** Start EXTRACTED DATA **

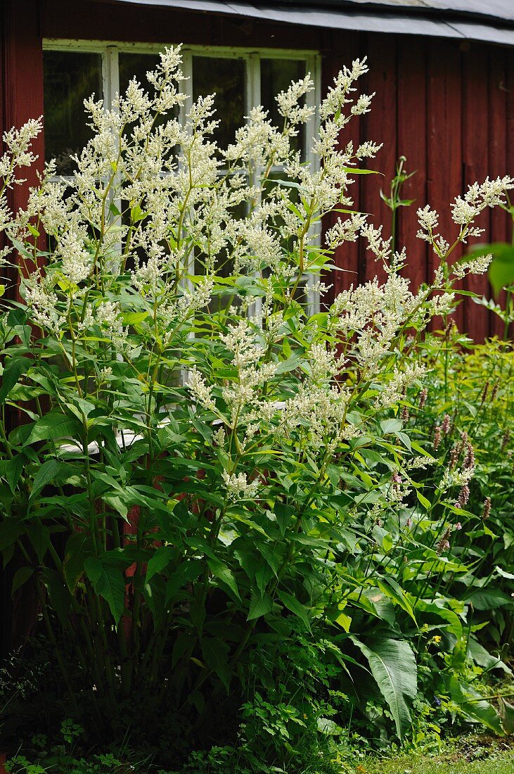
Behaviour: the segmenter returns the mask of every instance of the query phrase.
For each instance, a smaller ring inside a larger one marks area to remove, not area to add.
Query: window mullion
[[[256,52],[250,54],[247,60],[247,115],[249,116],[252,108],[261,104],[260,99],[260,57]],[[262,168],[255,170],[254,184],[260,181]],[[259,195],[259,201],[261,197]],[[262,299],[255,298],[248,307],[248,316],[260,323],[262,320]]]
[[[309,107],[315,108],[321,101],[321,67],[319,66],[318,57],[309,57],[305,62],[307,69],[311,73],[311,77],[314,81],[314,90],[310,91],[305,98],[306,104]],[[316,110],[313,118],[307,122],[305,125],[305,160],[311,166],[311,170],[317,172],[319,169],[319,157],[312,153],[312,144],[315,137],[318,134],[319,128],[319,115]],[[321,233],[315,234],[315,230],[311,227],[309,231],[311,244],[320,247],[322,244]],[[311,273],[307,275],[308,285],[313,285],[316,280],[315,276]],[[320,310],[319,293],[308,290],[307,303],[309,313],[317,314]]]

** End EXTRACTED DATA **

• YOUR INSTRUCTIONS: Echo the lines above word for word, leaving out the pictures.

• WRITTEN ANSWER:
Behaviour: the segmenter returns the mask of every instance of the query phrase.
For each instance, a smaller ring inside a larger one marks area to remove, not area to add.
Query: window mullion
[[[256,52],[250,54],[247,60],[247,115],[249,116],[252,108],[261,104],[260,99],[260,57]],[[262,168],[255,170],[254,184],[260,181]],[[259,195],[259,201],[261,197]],[[262,299],[255,298],[248,307],[248,316],[260,323],[262,320]]]
[[[309,107],[315,108],[321,101],[321,67],[319,66],[318,57],[309,57],[305,62],[307,69],[311,73],[311,77],[314,81],[314,90],[310,91],[305,98],[306,104]],[[316,110],[313,118],[307,122],[305,125],[305,160],[311,166],[311,170],[317,172],[319,169],[319,157],[312,153],[312,144],[315,137],[318,134],[319,128],[319,115]],[[321,233],[315,234],[315,230],[311,227],[309,231],[311,244],[320,247],[322,244]],[[311,273],[307,275],[308,285],[313,285],[316,280],[315,276]],[[320,310],[319,293],[308,290],[307,303],[309,313],[317,314]]]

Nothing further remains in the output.